» **Text**
Exchanges are getting major play on the Hill and in the blogs this week, where the fight seems to be: Federal (as the House and White House propose), or State (as the Senate bill does)? While that’s certainly a question, we argue that perhaps that’s not the question on Exchanges.

Here’s why. As we pointed out last week, a national Exchange isn’t likely to be the savings boon some claim, since many of the factors that influence an insurance market are local. And while folks like Igor Volsky at Wonk Room and Jon Cohn at The Treatment worry that some states are bound to execute insurance regulation more poorly than others, a future federal administration hostile to health reform could undermine the whole thing (see Bush administration for examples).

So it seems, with all these variables floating around, that those of us concerned about the availability of quality insurance that consumers can afford should, instead of hitching our Exchange wagon to a state or federal horse, make a list of criteria that add up to a strong Exchange – at the state or federal level. We went ahead and did that. Here’s our top ten.

1. Authority to negotiate and contract with health plans. The House bill provides the Exchange stronger authority to choose insurers based on their plans’ benefits, provider networks and value. Experience from Massachusetts’s Exchange (the Connector) has shown that offering selective plans provides clear insurance choices and can help hold down cost.

» **Activity list**
1: From the text on health insurance Exchanges, reproduce the passage from "1. Authority to" to "hold down cost.".
2: Answer these questions from the text on health insurance Exchanges:
(a) Which bill proposes a state-level Exchange?
(b) What is the name of Massachusetts's Exchange?
(c) Which bill gives the Exchange stronger authority to choose insurers?

» **Extracted records**
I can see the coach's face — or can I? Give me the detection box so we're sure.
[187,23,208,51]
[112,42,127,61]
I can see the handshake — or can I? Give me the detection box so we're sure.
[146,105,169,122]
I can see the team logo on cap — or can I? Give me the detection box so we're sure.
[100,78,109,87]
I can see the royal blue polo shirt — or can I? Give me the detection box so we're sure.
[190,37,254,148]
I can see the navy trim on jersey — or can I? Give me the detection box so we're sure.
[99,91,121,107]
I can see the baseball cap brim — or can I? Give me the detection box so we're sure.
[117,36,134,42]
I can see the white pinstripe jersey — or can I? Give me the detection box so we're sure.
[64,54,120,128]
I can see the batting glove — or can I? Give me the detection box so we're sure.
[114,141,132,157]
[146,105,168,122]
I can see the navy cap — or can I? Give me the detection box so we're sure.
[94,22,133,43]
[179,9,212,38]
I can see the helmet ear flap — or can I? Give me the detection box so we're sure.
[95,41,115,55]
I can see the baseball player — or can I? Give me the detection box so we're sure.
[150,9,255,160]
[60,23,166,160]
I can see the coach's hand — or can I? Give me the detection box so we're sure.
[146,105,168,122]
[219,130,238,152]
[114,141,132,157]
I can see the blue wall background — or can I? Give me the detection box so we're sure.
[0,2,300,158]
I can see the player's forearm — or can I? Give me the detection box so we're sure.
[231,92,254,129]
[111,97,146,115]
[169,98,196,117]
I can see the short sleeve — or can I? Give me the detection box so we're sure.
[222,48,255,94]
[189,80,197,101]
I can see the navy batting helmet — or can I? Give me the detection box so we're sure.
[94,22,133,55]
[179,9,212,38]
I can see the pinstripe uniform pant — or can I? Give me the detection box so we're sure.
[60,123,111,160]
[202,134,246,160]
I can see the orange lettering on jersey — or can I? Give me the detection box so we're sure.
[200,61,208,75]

» **Your written answers**
1:
1. Authority to negotiate and contract with health plans. The House bill provides the Exchange stronger authority to choose insurers based on their plans’ benefits, provider networks and value. Experience from Massachusetts’s Exchange (the Connector) has shown that offering selective plans provides clear insurance choices and can help hold down cost.

2:
(a) The Senate bill.
(b) The Connector.
(c) The House bill.